Copy every item below word for word, keeping each line unchanged and in its original order.

■ ■ ■ ■ ■

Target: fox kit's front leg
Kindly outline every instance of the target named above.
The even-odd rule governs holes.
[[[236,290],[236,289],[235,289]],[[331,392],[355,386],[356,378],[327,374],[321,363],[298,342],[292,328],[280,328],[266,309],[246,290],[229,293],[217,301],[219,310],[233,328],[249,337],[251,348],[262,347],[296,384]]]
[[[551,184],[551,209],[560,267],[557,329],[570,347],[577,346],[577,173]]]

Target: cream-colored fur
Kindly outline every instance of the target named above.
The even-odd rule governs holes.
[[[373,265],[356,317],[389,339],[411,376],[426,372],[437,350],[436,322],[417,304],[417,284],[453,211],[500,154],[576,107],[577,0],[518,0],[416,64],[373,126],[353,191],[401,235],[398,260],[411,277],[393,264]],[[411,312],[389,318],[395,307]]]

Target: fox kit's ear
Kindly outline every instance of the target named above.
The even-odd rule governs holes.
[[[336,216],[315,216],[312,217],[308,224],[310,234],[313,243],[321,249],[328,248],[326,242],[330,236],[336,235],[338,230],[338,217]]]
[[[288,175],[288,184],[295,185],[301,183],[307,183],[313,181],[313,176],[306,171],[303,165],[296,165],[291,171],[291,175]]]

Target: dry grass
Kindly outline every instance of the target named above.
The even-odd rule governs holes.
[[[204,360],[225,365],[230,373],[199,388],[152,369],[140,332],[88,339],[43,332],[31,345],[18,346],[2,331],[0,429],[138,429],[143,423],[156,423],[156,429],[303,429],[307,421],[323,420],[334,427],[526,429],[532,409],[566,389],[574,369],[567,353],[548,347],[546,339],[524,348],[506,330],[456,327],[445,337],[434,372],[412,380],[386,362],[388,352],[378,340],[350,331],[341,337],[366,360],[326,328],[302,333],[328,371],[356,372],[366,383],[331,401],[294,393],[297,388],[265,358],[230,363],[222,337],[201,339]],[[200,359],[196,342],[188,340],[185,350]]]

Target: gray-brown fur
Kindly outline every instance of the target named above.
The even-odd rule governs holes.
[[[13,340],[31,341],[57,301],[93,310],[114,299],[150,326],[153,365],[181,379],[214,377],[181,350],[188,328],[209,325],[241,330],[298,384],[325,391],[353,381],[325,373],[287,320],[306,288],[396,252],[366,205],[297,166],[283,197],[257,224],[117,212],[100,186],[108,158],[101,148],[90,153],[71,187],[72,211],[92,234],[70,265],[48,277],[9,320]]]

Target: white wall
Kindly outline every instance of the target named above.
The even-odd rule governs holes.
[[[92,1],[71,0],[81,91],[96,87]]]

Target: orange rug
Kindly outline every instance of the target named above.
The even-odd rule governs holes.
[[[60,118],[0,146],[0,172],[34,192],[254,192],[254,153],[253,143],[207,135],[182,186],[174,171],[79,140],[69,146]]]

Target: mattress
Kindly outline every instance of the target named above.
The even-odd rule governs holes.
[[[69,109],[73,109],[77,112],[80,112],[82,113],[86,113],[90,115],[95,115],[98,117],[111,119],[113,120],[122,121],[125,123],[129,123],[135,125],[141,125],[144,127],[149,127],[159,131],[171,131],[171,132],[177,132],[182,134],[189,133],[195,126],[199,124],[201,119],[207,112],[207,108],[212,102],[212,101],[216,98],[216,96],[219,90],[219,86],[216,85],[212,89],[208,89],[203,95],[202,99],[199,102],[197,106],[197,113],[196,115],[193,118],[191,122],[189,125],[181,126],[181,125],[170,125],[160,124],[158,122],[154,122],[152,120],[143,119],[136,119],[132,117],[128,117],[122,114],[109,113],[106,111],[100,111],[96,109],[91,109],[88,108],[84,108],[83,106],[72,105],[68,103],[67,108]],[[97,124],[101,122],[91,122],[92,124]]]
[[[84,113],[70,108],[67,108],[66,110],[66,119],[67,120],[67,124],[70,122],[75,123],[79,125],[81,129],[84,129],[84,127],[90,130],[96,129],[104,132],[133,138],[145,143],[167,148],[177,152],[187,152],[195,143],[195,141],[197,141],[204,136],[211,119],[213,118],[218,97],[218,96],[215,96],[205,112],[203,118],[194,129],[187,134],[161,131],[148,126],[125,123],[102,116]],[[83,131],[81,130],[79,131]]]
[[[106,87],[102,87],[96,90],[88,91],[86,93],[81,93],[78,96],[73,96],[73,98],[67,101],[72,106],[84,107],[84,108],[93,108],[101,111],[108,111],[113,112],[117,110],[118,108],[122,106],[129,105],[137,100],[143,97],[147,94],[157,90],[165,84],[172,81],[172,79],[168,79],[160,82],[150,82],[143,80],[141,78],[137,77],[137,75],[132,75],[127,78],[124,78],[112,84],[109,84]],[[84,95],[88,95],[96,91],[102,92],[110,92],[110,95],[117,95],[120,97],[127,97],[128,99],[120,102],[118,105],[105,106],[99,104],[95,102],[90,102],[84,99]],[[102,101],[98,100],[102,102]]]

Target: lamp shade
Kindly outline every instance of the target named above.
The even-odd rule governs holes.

■ ■ ■ ■ ■

= REPLY =
Target: fox kit's front leg
Kindly outline every instance of the target named above.
The even-odd rule governs holes.
[[[236,290],[236,289],[235,289]],[[331,392],[355,386],[356,378],[327,374],[321,363],[298,342],[292,328],[280,328],[266,309],[246,290],[229,293],[217,301],[219,310],[233,328],[249,337],[251,348],[262,347],[296,384]]]
[[[551,184],[551,209],[560,267],[557,329],[570,347],[577,346],[577,173]]]

Target: cream-colored fur
Kindly outline every instance of the target named above.
The even-odd rule governs holes.
[[[373,265],[356,317],[389,339],[411,376],[426,372],[437,350],[436,322],[417,304],[417,284],[453,211],[500,154],[576,107],[577,0],[518,0],[416,64],[373,126],[353,191],[401,235],[398,260],[411,277],[393,264]],[[411,312],[389,318],[395,307]]]

Target: fox kit's ear
Kindly outline every instance of the target named above.
The even-odd rule governs holes.
[[[336,216],[315,216],[312,217],[308,224],[310,234],[313,243],[321,249],[328,248],[326,242],[330,236],[336,235],[338,230],[338,217]]]
[[[288,175],[288,184],[295,185],[301,183],[307,183],[313,181],[313,176],[306,171],[303,165],[296,165],[291,171],[291,175]]]

Target: dry grass
Kindly outline every instance of the target named above.
The even-odd rule governs holes.
[[[204,360],[225,365],[230,373],[199,388],[152,369],[140,332],[88,339],[43,332],[31,345],[18,346],[2,331],[0,429],[138,429],[143,423],[156,423],[156,429],[303,429],[307,421],[323,420],[334,427],[526,429],[532,409],[566,389],[574,369],[567,353],[548,347],[546,339],[524,348],[506,330],[456,327],[445,337],[434,372],[412,380],[386,362],[388,352],[378,340],[350,331],[341,337],[366,360],[326,328],[302,333],[328,371],[356,372],[366,383],[331,401],[294,393],[297,388],[265,358],[230,363],[222,337],[201,339]],[[200,359],[196,342],[188,340],[185,350]]]

Target: gray-brown fur
Kindly outline every instance of the target named above.
The even-odd rule governs holes.
[[[13,340],[31,341],[57,301],[93,310],[114,299],[150,326],[153,365],[181,379],[214,377],[181,350],[188,328],[209,325],[241,330],[298,384],[325,391],[353,381],[325,373],[287,320],[306,288],[396,252],[366,205],[297,166],[283,197],[257,224],[117,212],[100,186],[108,158],[101,148],[90,153],[71,187],[72,211],[92,234],[70,265],[48,277],[9,320]]]

Target: white wall
Kindly outline every instance of the target named above.
The even-odd rule governs holes.
[[[92,1],[71,0],[81,91],[96,87]]]

Target: orange rug
Kindly outline every instance of the target named above.
The even-odd rule governs holes.
[[[60,118],[0,146],[0,172],[34,192],[254,192],[254,153],[253,143],[207,135],[182,186],[174,171],[79,140],[69,146]]]

Target: mattress
Kindly outline every instance of the target named above.
The even-odd rule governs holes.
[[[69,109],[73,109],[77,112],[80,112],[82,113],[86,113],[90,115],[95,115],[98,117],[111,119],[113,120],[122,121],[125,123],[129,123],[135,125],[141,125],[144,127],[149,127],[159,131],[171,131],[171,132],[177,132],[182,134],[189,133],[195,126],[199,124],[201,119],[207,112],[207,108],[212,102],[212,101],[216,98],[216,96],[219,90],[219,86],[216,85],[212,89],[208,89],[203,95],[202,99],[199,102],[197,106],[197,113],[196,115],[193,118],[191,122],[189,125],[181,126],[181,125],[170,125],[160,124],[158,122],[154,122],[152,120],[143,119],[136,119],[132,117],[128,117],[122,114],[109,113],[106,111],[100,111],[96,109],[91,109],[88,108],[84,108],[83,106],[72,105],[68,103],[67,108]],[[97,124],[101,122],[91,122],[92,124]]]
[[[84,113],[70,108],[67,108],[66,110],[66,119],[67,120],[67,124],[70,122],[75,123],[79,125],[81,129],[84,129],[84,127],[90,130],[96,129],[104,132],[133,138],[145,143],[167,148],[177,152],[187,152],[195,143],[195,141],[197,141],[204,136],[211,119],[213,118],[218,97],[218,96],[215,96],[205,112],[203,118],[194,129],[187,134],[161,131],[148,126],[125,123],[102,116]],[[83,131],[81,130],[79,131]]]
[[[106,87],[102,87],[96,90],[88,91],[86,93],[81,93],[78,96],[73,96],[73,98],[67,101],[72,106],[84,107],[84,108],[93,108],[101,111],[108,111],[113,112],[117,110],[118,108],[122,106],[129,105],[137,100],[143,97],[147,94],[157,90],[165,84],[172,81],[172,79],[168,79],[160,82],[150,82],[143,80],[141,78],[137,77],[137,75],[132,75],[127,78],[124,78],[112,84],[109,84]],[[84,95],[88,95],[96,91],[102,92],[110,92],[110,95],[117,95],[120,97],[127,97],[128,99],[120,102],[118,105],[105,106],[99,104],[95,102],[90,102],[84,99]],[[102,101],[98,100],[102,102]]]

Target: lamp shade
Kindly outline every instance of the target named above.
The even-odd rule governs holes.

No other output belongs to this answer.